▶ **Directions**
Answer these questions from the essay on American myths below.
(a) How many examples does the essay promise?
(b) What phrase does it suggest searching on Google?
(c) Which places does it name as paying taxes without representation in Congress?

It turns out this is far from an isolated incident.  The mythology of the United States that I was raised on turns out to be shot through with lies.  Here are ten examples.

1.  The United States was founded on the self-evident truth that all men are created equal, and are endowed by their creator with certain inalienable rights

Do I even need to explain this one?  Google the phrase "three fifths" some time.

But even beyond the obvious hypocrisy of founding a nation with legal chattel slavery on the premise that it is a self-evident truth that "all men are created equal" (at least they were straight-up about leaving out women) the United States has never accepted that "life, liberty, and the pursuit of happiness" are unalienable rights.  We alienate people from those rights all the time.  We imprison people, sometimes for years without charges.  We have a death penalty.  We allow people a nearly unfettered right to own firearms, despite the fact that those same firearms will be used to alienate innocent people from their supposedly unalienable right to life.

It is an inspiring phrase, but it has never been a reflection of reality, not at the founding, and not now.

2.  One of the bedrock principles of the United States is that there should be no taxation without representation

The residents of Washington DC, Puerto Rico, Guam, and American Samoa (and a few other places) have to pay taxes despite the fact that they have no representation in Congress.  The United States was born in a revolution against a colonial oppressor, but it is itself a colonial oppressor, and has been pretty much throughout its history.

▶ **Record list**
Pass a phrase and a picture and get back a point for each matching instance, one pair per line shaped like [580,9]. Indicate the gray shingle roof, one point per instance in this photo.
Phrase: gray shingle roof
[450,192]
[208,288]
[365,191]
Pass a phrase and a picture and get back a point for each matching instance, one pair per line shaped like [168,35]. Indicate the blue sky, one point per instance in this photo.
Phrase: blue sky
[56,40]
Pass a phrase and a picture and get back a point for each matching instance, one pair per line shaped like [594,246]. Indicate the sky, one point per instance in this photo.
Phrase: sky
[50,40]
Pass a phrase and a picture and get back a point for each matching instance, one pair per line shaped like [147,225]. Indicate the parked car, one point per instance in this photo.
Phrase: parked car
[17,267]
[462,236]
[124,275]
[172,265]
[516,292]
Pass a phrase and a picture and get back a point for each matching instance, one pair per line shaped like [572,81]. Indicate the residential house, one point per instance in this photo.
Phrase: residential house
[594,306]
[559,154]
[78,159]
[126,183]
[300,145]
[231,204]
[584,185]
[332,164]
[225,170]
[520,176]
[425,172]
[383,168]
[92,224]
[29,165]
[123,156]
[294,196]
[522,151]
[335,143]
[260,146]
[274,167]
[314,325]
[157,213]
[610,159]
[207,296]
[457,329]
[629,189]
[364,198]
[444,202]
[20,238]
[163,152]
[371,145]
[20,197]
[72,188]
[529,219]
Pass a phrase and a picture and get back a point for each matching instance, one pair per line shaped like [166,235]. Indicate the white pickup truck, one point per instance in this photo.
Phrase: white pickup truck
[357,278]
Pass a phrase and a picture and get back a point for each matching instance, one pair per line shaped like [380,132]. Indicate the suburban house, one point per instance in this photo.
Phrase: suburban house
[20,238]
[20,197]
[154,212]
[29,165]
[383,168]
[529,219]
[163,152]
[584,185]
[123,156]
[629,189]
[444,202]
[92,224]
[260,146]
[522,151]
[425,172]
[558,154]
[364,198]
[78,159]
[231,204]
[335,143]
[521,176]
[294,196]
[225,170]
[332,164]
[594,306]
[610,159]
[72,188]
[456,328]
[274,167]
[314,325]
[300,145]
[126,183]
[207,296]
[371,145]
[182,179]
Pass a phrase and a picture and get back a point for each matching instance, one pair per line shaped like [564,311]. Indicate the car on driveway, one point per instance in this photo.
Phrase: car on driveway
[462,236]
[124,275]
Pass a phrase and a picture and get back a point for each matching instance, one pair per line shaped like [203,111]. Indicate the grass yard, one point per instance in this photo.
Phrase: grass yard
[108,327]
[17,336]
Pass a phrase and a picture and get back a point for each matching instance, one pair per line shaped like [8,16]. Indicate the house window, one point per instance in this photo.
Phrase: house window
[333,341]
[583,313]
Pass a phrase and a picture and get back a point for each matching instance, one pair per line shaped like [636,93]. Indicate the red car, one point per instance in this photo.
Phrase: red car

▶ **Answer below**
(a) Ten.
(b) "three fifths"
(c) Washington DC, Puerto Rico, Guam, and American Samoa, along with a few other places.